> _Excerpt_:

Amazon Marketplace is an e-commerce platform owned and operated by Amazon.com Inc. that enables third-party sellers to sell new and used offerings on Amazon.com's fixed-price online marketplace alongside Amazon's regular offerings. Using Amazon Marketplace, third-party sellers gain access to Amazon's customer base, and Amazon expands the offerings on its site without having to invest in additional inventory. Customers gain access to additional offerings by strictly following the product search algorithm: A9 to create optimized product detail pages with accurate, current and standardized product details at Amazon Marketplace, increased competition, and the ability to purchase from third-party sellers.
Items purchased on Amazon from third-party sellers are either Fulfilled By Merchant (FBM) or Fulfilled By Amazon (FBA). FBM goods are kept in the third-party seller's inventory, and shipping and customer service are handled by the third-party merchant. FBA goods are stored in Amazon's fulfillment centers, and shipping and customer service are handled by Amazon.

Coordinate annotation records:

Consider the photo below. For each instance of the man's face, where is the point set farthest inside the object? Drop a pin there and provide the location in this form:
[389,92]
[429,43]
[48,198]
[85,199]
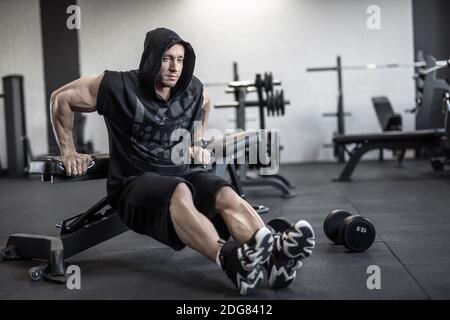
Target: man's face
[171,66]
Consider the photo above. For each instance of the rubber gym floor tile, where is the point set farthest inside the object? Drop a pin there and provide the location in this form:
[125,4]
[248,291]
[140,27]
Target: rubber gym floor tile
[130,241]
[9,275]
[433,278]
[350,282]
[422,218]
[112,262]
[380,205]
[410,233]
[329,254]
[316,221]
[422,251]
[189,275]
[123,285]
[323,202]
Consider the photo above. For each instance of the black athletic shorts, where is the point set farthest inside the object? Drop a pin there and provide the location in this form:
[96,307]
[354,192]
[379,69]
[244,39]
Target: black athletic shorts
[144,203]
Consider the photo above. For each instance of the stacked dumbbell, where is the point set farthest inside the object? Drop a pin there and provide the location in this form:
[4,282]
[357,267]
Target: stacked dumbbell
[274,102]
[354,232]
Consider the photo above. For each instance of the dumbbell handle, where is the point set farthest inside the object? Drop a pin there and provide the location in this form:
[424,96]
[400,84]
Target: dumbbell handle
[248,83]
[235,104]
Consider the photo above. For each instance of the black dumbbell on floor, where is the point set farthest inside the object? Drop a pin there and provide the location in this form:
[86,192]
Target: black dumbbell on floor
[354,232]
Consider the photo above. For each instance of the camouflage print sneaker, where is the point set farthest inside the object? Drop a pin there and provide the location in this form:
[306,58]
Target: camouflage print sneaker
[291,246]
[243,262]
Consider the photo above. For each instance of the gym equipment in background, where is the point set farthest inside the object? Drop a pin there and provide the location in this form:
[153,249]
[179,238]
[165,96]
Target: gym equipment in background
[269,101]
[340,114]
[17,143]
[389,121]
[434,140]
[354,232]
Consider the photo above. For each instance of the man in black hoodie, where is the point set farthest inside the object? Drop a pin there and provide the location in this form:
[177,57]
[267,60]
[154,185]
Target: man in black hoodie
[153,194]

> _Challenges_:
A. From the Amazon Marketplace passage above, copy the text from "Amazon Marketplace is" up to and including "from third-party sellers.".
B. Answer these questions using the Amazon Marketplace passage:
(i) What company owns and operates Amazon Marketplace?
(ii) Where are Fulfilled By Amazon goods stored?
(iii) For Fulfilled By Merchant goods, who handles shipping and customer service?

> _Answer list_:
A.
Amazon Marketplace is an e-commerce platform owned and operated by Amazon.com Inc. that enables third-party sellers to sell new and used offerings on Amazon.com's fixed-price online marketplace alongside Amazon's regular offerings. Using Amazon Marketplace, third-party sellers gain access to Amazon's customer base, and Amazon expands the offerings on its site without having to invest in additional inventory. Customers gain access to additional offerings by strictly following the product search algorithm: A9 to create optimized product detail pages with accurate, current and standardized product details at Amazon Marketplace, increased competition, and the ability to purchase from third-party sellers.

B.
(i) Amazon.com Inc.
(ii) In Amazon's fulfillment centers.
(iii) The third-party merchant.